> YOUR OBJECTIVE
Duplicate the items below verbatim, beginning with the line that contains "Could you locate the carved" and continuing through the final line of the items.

> INPUT

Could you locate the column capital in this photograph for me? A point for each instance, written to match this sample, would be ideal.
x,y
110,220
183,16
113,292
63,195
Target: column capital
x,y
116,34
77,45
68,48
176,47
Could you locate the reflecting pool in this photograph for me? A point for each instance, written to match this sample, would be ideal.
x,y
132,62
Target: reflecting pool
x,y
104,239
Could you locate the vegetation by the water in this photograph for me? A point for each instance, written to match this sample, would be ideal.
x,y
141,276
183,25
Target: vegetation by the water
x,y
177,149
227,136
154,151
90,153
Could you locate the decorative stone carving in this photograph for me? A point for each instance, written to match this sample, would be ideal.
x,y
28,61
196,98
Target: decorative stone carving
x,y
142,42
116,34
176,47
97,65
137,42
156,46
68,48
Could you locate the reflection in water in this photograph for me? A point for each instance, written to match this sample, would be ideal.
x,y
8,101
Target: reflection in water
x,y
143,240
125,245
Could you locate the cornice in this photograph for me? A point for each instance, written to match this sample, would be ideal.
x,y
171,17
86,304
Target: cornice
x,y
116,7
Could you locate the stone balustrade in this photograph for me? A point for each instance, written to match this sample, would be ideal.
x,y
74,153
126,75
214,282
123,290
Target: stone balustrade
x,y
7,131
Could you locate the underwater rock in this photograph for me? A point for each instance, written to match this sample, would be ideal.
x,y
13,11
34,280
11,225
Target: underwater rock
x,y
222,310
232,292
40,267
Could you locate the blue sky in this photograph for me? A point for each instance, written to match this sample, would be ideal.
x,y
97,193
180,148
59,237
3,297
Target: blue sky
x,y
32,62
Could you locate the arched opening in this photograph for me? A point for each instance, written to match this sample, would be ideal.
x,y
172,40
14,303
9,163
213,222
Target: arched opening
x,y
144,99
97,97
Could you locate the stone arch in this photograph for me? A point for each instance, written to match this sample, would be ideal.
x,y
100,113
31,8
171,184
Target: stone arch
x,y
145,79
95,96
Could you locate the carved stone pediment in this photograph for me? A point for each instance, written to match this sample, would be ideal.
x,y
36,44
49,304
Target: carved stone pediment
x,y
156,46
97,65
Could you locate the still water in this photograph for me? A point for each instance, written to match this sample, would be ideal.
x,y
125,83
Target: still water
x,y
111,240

> FULL ANSWER
Could you locate the carved stone pediment in this photograph for me? A point for each instance, written to match this sample, would be ideal.
x,y
36,44
49,304
Target: carved stone pediment
x,y
156,46
97,65
Could you locate the still water in this photograph for me? A point for each instance, written to match this sample, would be ideal.
x,y
125,83
Target: still water
x,y
111,240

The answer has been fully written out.